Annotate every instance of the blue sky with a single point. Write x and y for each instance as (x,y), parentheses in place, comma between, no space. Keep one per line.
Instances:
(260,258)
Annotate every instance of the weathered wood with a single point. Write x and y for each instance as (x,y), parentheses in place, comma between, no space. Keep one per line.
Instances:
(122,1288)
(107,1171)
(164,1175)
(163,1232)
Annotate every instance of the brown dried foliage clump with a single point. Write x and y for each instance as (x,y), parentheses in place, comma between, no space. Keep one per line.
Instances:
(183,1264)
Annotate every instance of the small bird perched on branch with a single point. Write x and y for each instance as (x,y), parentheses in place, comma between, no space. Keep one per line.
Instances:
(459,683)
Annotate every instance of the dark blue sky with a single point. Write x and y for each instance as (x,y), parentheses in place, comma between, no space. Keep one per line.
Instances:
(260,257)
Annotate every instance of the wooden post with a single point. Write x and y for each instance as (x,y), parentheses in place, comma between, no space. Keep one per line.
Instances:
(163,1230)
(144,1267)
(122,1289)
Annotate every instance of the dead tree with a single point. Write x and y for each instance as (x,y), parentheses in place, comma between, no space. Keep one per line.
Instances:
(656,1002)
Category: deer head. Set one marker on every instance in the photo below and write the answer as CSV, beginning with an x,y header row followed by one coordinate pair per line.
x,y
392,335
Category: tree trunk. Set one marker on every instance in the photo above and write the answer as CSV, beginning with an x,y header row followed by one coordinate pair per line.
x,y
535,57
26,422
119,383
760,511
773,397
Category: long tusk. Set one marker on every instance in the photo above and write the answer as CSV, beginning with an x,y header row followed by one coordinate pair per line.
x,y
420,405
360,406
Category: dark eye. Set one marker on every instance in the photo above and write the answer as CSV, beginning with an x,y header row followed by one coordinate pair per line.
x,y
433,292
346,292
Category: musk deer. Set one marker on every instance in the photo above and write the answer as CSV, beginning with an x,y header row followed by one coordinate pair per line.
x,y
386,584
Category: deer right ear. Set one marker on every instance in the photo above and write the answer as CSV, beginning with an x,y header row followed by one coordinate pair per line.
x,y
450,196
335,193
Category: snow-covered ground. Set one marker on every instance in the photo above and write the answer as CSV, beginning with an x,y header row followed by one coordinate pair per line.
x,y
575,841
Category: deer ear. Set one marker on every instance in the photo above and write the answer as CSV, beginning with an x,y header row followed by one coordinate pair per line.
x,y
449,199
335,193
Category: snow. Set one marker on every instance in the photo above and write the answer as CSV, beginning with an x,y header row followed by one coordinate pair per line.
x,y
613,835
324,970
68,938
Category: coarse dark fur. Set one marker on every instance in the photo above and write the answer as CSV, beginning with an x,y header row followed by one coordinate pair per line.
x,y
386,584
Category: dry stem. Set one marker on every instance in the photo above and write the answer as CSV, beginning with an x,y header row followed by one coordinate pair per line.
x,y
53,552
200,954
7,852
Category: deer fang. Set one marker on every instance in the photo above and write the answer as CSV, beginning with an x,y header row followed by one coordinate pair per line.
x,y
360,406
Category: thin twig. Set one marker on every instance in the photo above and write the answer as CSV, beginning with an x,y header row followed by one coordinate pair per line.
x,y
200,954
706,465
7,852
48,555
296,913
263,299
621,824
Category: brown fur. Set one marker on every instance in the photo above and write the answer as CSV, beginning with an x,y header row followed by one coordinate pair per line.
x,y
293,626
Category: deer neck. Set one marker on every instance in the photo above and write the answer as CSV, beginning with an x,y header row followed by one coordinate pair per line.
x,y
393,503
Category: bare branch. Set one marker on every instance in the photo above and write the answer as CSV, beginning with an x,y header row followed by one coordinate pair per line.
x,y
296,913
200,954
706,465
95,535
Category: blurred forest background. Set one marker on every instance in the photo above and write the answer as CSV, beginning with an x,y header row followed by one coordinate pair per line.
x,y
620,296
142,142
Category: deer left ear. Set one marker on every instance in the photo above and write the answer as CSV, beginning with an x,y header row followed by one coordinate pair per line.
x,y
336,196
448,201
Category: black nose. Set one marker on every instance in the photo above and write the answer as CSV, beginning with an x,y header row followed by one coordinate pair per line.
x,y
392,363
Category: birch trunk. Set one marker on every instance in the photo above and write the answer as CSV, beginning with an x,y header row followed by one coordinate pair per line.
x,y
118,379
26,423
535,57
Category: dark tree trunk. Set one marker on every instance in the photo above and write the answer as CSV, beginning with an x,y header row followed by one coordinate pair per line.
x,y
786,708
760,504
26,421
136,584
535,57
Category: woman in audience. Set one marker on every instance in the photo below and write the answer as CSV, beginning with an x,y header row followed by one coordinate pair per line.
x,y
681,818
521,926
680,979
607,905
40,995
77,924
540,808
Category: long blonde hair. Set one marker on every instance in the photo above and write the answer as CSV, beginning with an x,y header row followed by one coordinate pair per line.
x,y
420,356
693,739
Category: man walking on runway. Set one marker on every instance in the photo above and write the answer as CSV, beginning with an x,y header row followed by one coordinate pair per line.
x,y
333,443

**Task prompt:** Quote all of the rows above word for word, with every line kept unchanged and in its original order.

**Final result:**
Annotate every instance of the blue sky with a single point. Write x and y for each instance as (x,y), parentheses in place, comma between, no space. Keep one per line.
Instances:
(260,258)
Annotate every instance of the weathered wood with a single point. Write x and y for each instance as (x,y), parentheses in place, comma between, no space. Keep one per line.
Instances:
(122,1288)
(107,1171)
(164,1175)
(163,1232)
Annotate every instance of the brown dried foliage clump with a single point. Write x and y for each instance as (x,y), parentheses in place, comma between, no space. Keep one per line.
Instances:
(183,1264)
Annotate every instance of the small bird perched on branch with a single point. Write x and y for each instance as (x,y), parentheses in place, comma between, no space. Keep one per line.
Instances:
(459,683)
Annotate every instance of the dark blue sky with a single point. Write x and y for each instance as (x,y), parentheses in place, comma between, no space. Keep one per line.
Instances:
(260,257)
Annotate every instance of the wooden post with a single point. Write x and y for each instance as (x,y), parentheses in place, comma between, no space. Keep one per line.
Instances:
(163,1230)
(144,1267)
(122,1289)
Annotate every instance of the dead tree with a single point. Write x and y for each instance as (x,y), parentheses in place, comma between, no space. Keep one per line.
Instances:
(656,1002)
Category: deer head. Set one marker on every instance in the photo below and write the answer as CSV, beginning with an x,y header row followed by one coordinate pair per line.
x,y
392,335
Category: tree trunk. Set one marker on every instance in the photo above and write the answer as CSV, beginning with an x,y header row followed by one coordinate pair per line.
x,y
535,57
26,422
119,383
760,511
773,397
Category: long tusk. Set one marker on every instance in the photo above and write the answer as CSV, beginning with an x,y header row followed by one coordinate pair per line.
x,y
420,405
360,406
Category: dark eye. Set one marker on every instance in the photo above and write the answer as CSV, beginning with an x,y header row followed by one coordinate pair per line.
x,y
433,292
346,292
Category: musk deer. Set one marker on every instance in the photo above and write the answer as CSV, beginning with an x,y header row followed by one coordinate pair per line.
x,y
386,584
Category: deer right ear. Set one marker on every instance in the photo above and write the answer as CSV, beginning with an x,y header row followed by one coordinate pair per line.
x,y
450,196
335,193
Category: snow-covered ground. Set one marker on every instance in the photo above and write the answer as CSV, beginning with an x,y header row followed by one coordinate pair per line.
x,y
575,841
Category: deer ear. Set one marker on every instance in the photo above and write the answer as CSV, beginning with an x,y header row followed by one coordinate pair per line.
x,y
449,199
335,193
Category: snow. Set one marker on every instance in the photo above and write the answer as CSV, beginning with an x,y header row followed by one coordinate pair per line.
x,y
613,835
324,970
68,938
Category: coarse dark fur. Set one marker on every instance in the photo above and write the answer as CSV, beginning with an x,y header row followed by one coordinate pair per line.
x,y
386,584
Category: dry stem. Set one marker on every instance in the photo above and write the answer as CSV, beginning with an x,y header row followed by one coordinate pair per line.
x,y
53,552
200,954
7,852
Category: deer fang. Set one marker on every instance in the photo above and write the answer as CSV, beginning with an x,y header row followed by one coordinate pair per line.
x,y
360,406
Category: thin twig. Set one marker on every instance in the photo above and write the answer as CSV, beginning with an x,y header row followed by one coordinate pair per line.
x,y
200,954
706,465
7,852
48,555
296,913
263,299
621,824
Category: brown fur. Set one marker on every instance in the photo above and write the answer as CSV, beginning with an x,y header row followed by one coordinate pair per line.
x,y
293,626
Category: deer neck. Set one marker on every instance in the photo above and write the answer as CSV, beginning with an x,y header row followed by one coordinate pair per line.
x,y
393,503
Category: bare branch. Set one marker on every instance in the photo above and write the answer as CSV, beginning with an x,y header row followed by one coordinate pair per line.
x,y
296,913
200,954
706,465
95,535
Category: blurred forest background. Set one marker on every instance in the photo above and write the answer as CSV, beginning with an x,y header row followed by one coordinate pair per line.
x,y
620,296
142,142
Category: deer left ear. Set one marker on every instance in the photo above and write the answer as CSV, beginning with an x,y header row followed by one coordinate pair per line.
x,y
336,196
448,201
Category: black nose. Set one marker on every instance in the photo above and write the answer as CSV, beginning with an x,y header row followed by one coordinate pair per line.
x,y
392,363
Category: birch trunk. Set one marker on every instance in the photo above and write the answer as CSV, beginning with an x,y header row followed by one coordinate pair per line.
x,y
118,379
26,423
535,57
Category: dark tree trunk. Set one marker on every instance in the photo above and write the answer as CSV, beginning with an x,y header row followed by one coordinate pair per line.
x,y
786,708
760,504
26,421
136,584
535,57
Category: woman in audience. Set one marker on every instance in the photo below and write the answer as CSV, beginning with an x,y header row followed by one coordinate pair per line.
x,y
681,818
521,926
680,979
607,905
40,995
77,924
540,808
Category: long blonde hair. Set one marker on every instance in the photo above and write the answer as CSV, beginning with an x,y header row followed by one coordinate pair per line.
x,y
420,356
693,739
Category: man walking on runway. Set one marker on every instance in the photo above and write the answer as CSV, beginning with an x,y header row followed by one coordinate pair per line.
x,y
333,443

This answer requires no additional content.